# START OF DOCUMENT EXTRACT

Mallet's Folly: the original white elephant of Phibsboro
On this day, the 18th of July,159 years ago, a tragic drowning accident on Dublin's Royal Canal recalled the popular nickname given to the imposing barracks-like mills at Cross Guns Quay which was the backdrop to the accident.
That summer's evening in 1864, four young boys between 11 and 14 years of age, fell off the stern of a lumber boat on the canal and all but one drowned. The only survivor, Patrick Beggs, was saved by a bystander. Newspaper reports of the tragedy recorded that the accident occurred close to the landmark mills that everyone knew as ’Mallet’s Folly’. (1.) But as Historyeye found out, the reason for this curious nickname was more complex than expected and was angrily disputed by its original owners.
Mallet of Ryder's Row
Construction of the mills at Cross Guns (or Westmoreland) Bridge was begun in the early 1820s by plumber, inventor and iron founder, John Mallet (1781-1868). It wasn't completed until 1848. (The year is recorded on the date stone high up on the mill's gabled roof. )
Devon-born Mallet, who shared a common ancestor with Grace Gifford's mother (2.), was the owner of the Victoria Iron Foundry at Nos. 7-9 Ryder’s Row, which connects Dublin's Parnell Street with Capel Street. Examples of Mallet’s iron works include the railings around Trinity College, the raised roof of St. George's Church on Hardwicke Place, and numerous bridges and iron works connected with the railways (with the exception of train tracks).

# END OF DOCUMENT EXTRACT
# START OF RECORDED DATA

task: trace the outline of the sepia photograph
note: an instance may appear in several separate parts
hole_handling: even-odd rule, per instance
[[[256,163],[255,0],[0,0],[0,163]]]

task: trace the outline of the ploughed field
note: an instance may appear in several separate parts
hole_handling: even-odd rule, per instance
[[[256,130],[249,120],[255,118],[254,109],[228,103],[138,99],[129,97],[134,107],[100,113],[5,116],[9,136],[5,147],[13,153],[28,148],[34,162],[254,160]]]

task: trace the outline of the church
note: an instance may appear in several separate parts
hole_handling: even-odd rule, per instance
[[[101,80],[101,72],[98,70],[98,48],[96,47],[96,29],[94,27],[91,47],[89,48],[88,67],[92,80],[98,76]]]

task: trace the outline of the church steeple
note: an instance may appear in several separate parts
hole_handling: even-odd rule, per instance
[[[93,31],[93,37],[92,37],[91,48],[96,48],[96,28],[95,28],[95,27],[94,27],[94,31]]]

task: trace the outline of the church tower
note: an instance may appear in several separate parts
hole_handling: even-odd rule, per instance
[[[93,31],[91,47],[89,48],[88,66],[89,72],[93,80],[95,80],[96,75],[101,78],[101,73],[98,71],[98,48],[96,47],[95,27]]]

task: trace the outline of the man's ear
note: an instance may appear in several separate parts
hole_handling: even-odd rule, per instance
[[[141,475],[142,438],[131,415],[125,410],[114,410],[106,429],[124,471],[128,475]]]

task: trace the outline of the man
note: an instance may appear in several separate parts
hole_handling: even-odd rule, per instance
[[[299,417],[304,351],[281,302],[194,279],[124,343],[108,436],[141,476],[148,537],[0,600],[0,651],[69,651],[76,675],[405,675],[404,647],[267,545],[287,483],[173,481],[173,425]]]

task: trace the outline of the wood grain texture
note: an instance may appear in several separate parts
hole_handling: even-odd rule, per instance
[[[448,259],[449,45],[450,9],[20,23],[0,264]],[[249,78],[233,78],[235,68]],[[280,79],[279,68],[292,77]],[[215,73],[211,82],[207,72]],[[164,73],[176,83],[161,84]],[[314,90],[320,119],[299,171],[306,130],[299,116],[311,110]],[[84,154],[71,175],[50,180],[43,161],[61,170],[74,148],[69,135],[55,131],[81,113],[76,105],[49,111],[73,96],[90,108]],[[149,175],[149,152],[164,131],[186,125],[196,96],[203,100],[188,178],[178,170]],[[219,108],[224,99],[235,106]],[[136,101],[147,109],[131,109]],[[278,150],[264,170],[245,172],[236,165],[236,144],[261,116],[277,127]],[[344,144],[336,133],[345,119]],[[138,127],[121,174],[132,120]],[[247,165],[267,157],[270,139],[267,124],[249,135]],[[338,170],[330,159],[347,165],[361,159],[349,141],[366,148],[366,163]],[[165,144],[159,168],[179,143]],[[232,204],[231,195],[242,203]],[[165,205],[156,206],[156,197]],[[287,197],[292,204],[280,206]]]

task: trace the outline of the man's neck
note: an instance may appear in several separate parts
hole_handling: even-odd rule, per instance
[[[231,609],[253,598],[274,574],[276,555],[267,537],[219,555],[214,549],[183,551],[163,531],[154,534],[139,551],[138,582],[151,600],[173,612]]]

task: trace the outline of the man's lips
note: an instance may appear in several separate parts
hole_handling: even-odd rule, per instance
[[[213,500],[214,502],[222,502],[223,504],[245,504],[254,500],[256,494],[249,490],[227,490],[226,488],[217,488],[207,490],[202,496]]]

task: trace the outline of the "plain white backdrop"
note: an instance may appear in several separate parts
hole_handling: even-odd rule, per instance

# END OF RECORDED DATA

» STATED GOAL:
Write out the text on Mallet's Folly word for word, starting at "That summer's evening" and ending at "its original owners.".

» RESPONSE:
That summer's evening in 1864, four young boys between 11 and 14 years of age, fell off the stern of a lumber boat on the canal and all but one drowned. The only survivor, Patrick Beggs, was saved by a bystander. Newspaper reports of the tragedy recorded that the accident occurred close to the landmark mills that everyone knew as ’Mallet’s Folly’. (1.) But as Historyeye found out, the reason for this curious nickname was more complex than expected and was angrily disputed by its original owners.